··· PASSAGE SHOWN ···

# Pre ground for Classic



## 4085 (Nov 23, 2012)

Hi, I am trying to help a newbie out. he is getting a second hand Classic but has no other equipment yet, apart from a tamper. Is there any supermarket stuff he can buy ground, which will suit the Classic as from memory, it takes quite a fine grind?


----------



## funinacup (Aug 30, 2010)

Is it someone you know? Could you grind it for them and chuck it in a resealable bag? This will be much fresher and tastier than supermarket guff!


----------



## 4085 (Nov 23, 2012)

It is a chap miles away from me. He has never had a machine before and is enthusiastic but no knowledge. I thought if he found a local place he could get them to grind until he buys a grinder. This was just a stop gap measure


----------



## MWJB (Feb 28, 2012)

funinacup said:


> Is it someone you know? Could you grind it for them and chuck it in a resealable bag? This will be much fresher and tastier than supermarket guff!


Will that keep better than preserved pre-ground from Lavazza or Illy?

Lavazza Oro is OK when freshly opened...acceptable for a couple of days.

Ntitrogen flushed Coffeesense pods from ww.thecoffepod.co.uk ? Next day delivery to home/work etc.


----------



## Nimble Motionists (Oct 22, 2012)

Hasbean offer pre-ground for espresso. Otherwise a hand grinder would be way better than pre-ground and a great short-term solution.


----------



## 4085 (Nov 23, 2012)

Sorry, to recap, he has a Classic coming tomorrow and simply wants to use it until he can find a grinder. So, whatever we do is just short term. My question was, of the pre gorund coffess readily available through supermarkets, which one will suit a Classic as fro memory, they need quite a fine grind!

··· DATASET ···

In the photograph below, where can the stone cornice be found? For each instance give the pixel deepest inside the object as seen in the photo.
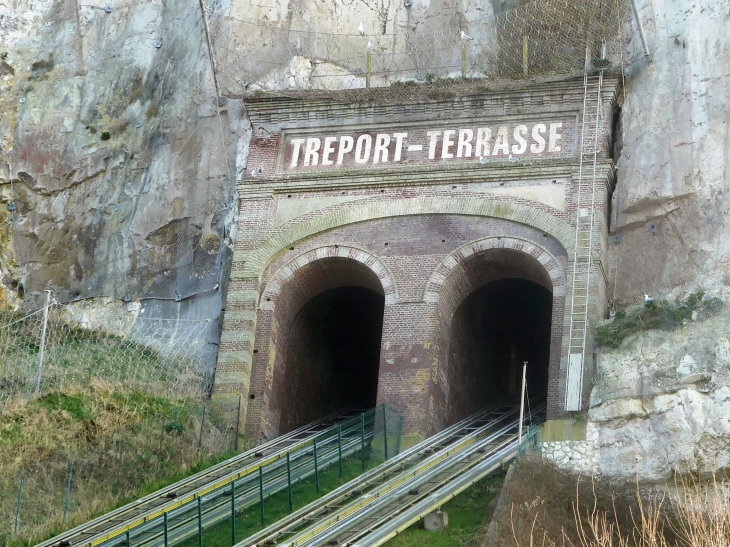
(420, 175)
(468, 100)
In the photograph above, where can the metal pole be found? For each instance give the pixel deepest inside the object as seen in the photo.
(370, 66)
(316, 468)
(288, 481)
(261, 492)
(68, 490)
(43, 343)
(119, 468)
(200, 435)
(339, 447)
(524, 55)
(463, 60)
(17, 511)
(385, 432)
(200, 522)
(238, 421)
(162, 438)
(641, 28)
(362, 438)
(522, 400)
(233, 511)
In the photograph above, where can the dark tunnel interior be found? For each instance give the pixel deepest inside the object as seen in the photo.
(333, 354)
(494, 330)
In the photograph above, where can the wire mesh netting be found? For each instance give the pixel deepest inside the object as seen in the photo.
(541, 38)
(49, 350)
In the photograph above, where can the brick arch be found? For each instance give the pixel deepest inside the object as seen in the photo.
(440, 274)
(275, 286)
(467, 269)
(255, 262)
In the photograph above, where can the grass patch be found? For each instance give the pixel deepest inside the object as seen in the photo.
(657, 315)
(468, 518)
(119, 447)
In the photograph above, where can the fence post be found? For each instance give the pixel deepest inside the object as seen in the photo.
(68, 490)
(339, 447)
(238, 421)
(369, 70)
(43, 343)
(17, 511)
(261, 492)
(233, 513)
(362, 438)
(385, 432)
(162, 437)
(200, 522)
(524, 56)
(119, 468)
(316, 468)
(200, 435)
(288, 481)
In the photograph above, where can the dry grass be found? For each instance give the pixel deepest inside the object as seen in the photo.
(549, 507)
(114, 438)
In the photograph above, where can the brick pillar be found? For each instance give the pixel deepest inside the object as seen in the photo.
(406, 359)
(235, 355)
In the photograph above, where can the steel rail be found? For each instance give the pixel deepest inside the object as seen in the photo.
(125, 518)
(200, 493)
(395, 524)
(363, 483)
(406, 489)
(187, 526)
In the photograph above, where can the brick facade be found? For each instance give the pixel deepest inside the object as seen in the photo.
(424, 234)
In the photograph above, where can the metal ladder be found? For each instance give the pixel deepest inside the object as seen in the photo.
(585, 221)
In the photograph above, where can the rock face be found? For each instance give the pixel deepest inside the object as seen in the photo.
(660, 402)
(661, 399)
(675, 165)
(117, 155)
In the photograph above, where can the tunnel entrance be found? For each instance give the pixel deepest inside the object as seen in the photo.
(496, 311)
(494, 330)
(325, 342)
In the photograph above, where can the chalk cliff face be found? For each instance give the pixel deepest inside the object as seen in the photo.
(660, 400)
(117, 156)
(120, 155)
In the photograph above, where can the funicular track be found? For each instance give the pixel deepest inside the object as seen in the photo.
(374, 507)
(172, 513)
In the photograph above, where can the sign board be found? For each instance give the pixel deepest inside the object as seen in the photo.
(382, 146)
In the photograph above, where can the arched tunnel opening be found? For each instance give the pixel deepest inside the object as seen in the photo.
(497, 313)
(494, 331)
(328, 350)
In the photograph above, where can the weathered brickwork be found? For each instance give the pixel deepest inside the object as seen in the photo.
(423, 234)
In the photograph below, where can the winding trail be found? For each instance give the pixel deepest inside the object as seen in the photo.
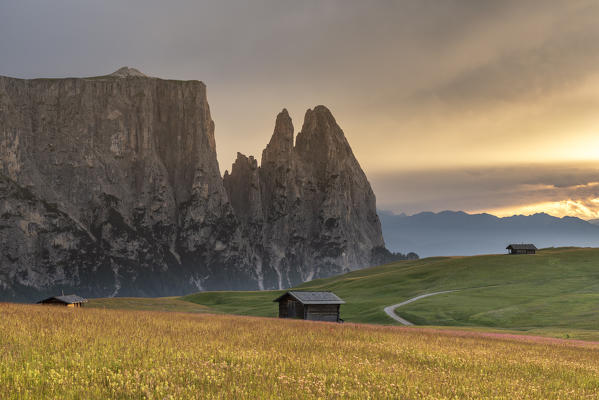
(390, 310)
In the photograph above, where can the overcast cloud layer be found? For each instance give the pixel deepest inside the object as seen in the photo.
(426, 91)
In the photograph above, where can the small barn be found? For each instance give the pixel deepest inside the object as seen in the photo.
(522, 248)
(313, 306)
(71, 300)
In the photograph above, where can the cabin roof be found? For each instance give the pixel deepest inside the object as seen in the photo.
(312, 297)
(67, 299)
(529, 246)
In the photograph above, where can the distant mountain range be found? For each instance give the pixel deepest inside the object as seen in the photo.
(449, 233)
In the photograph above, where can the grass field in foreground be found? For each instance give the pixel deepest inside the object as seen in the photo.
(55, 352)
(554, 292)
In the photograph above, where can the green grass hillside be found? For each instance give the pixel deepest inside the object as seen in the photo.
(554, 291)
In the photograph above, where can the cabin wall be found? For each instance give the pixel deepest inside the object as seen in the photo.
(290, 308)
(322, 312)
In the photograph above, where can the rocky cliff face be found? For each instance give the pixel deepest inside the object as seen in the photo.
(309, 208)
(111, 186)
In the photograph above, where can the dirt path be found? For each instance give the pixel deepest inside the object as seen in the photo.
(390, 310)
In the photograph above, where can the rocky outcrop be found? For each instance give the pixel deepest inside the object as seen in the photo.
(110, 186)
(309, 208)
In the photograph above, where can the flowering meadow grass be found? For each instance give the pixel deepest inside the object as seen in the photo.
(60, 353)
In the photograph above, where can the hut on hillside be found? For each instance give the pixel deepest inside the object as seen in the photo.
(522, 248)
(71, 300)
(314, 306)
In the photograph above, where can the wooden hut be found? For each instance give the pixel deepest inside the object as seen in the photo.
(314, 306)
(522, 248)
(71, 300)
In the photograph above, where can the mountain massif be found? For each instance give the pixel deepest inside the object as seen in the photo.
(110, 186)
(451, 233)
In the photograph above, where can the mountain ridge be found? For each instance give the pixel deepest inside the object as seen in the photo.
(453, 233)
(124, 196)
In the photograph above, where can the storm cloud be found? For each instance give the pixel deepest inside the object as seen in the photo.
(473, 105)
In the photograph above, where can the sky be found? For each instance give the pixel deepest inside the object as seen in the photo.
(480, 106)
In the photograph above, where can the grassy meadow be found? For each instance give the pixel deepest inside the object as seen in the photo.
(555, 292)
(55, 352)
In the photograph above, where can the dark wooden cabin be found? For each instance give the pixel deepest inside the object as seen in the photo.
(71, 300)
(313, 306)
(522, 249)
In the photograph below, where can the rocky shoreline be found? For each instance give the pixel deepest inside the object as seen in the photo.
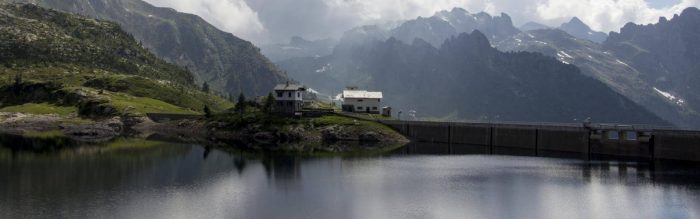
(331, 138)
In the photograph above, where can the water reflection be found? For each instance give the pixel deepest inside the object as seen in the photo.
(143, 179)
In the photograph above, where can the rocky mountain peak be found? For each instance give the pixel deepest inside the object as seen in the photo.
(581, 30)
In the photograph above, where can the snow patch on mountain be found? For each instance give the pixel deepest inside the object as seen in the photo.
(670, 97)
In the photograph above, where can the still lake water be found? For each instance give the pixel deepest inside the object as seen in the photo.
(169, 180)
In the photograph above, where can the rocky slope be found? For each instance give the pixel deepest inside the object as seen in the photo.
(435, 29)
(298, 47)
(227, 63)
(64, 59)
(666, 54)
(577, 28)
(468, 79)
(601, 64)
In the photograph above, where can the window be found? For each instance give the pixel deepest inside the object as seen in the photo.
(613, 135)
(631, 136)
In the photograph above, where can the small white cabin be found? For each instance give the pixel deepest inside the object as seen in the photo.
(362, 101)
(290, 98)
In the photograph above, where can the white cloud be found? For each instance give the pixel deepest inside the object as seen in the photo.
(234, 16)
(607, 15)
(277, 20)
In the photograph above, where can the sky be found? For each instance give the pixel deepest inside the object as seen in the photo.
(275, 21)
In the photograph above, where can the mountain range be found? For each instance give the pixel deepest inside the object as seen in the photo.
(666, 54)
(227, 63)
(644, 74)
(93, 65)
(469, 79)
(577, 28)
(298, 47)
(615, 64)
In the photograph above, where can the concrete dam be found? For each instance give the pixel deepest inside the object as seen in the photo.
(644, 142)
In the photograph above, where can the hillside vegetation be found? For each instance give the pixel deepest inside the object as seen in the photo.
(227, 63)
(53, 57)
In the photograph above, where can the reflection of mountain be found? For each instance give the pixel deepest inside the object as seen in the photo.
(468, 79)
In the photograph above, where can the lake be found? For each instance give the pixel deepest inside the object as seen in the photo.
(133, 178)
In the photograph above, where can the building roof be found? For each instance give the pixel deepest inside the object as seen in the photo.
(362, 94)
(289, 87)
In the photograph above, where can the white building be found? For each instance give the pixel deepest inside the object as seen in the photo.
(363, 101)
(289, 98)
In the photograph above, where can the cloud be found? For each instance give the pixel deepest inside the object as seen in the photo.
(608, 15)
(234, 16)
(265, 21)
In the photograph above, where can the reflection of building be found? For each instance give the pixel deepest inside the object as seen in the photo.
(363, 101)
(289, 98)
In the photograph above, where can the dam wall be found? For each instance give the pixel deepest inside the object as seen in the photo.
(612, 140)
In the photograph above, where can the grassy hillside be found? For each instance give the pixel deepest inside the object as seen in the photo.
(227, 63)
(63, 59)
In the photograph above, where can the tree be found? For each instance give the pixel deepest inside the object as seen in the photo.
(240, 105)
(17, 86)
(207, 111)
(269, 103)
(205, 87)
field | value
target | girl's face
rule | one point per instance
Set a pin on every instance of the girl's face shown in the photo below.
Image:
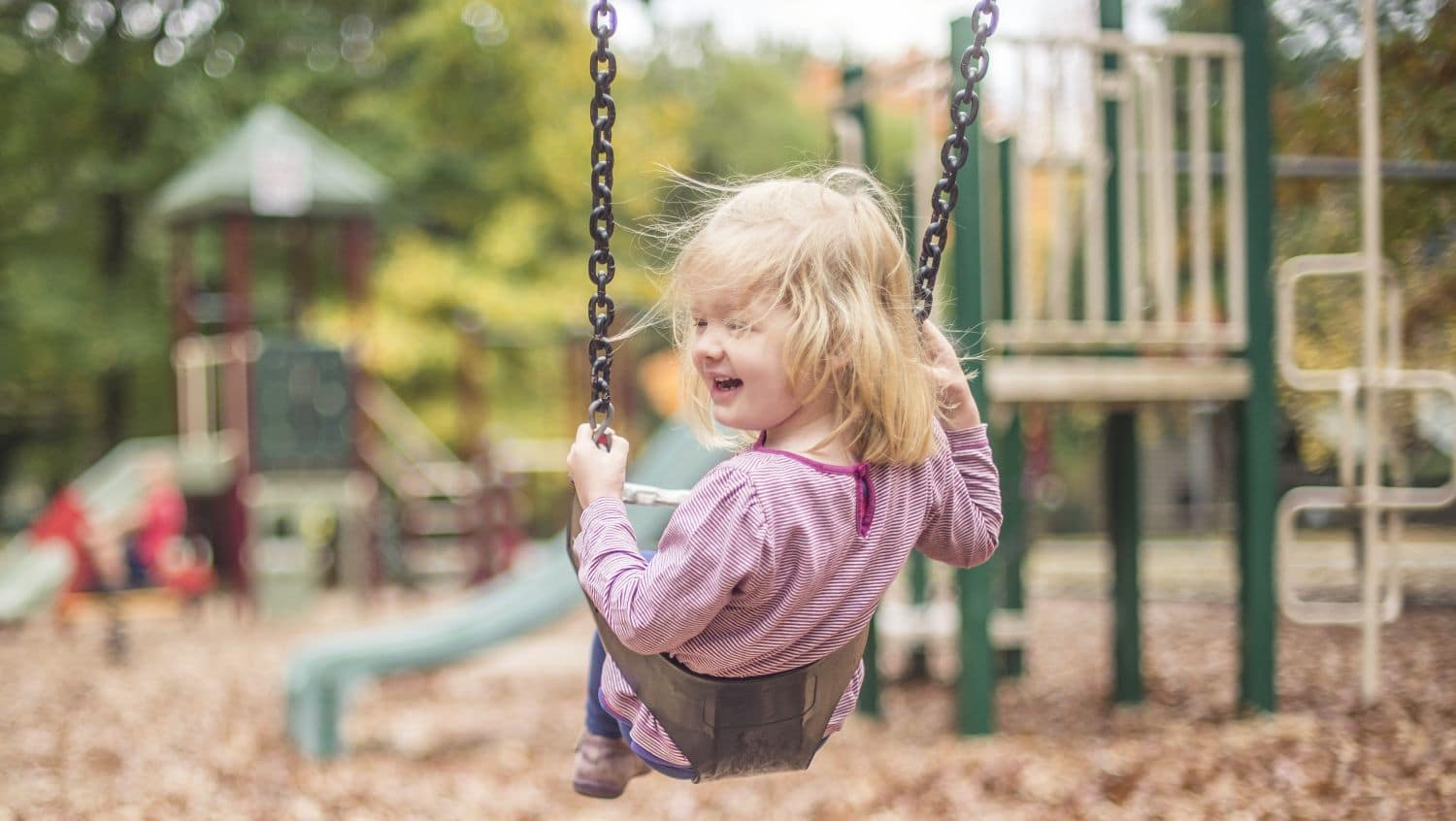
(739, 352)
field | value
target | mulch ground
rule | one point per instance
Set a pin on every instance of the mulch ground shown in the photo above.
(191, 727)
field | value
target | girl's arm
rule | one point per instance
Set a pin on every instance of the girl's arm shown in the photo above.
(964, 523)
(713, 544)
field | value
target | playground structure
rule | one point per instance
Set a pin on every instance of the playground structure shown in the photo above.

···

_EXERCISE DIRECTIONS_. In the forum thread about pre-ground coffee for a Classic, which seller is said to offer pre-ground coffee for espresso? You don't need the rows to do this.

_WORKED ANSWER_. Hasbean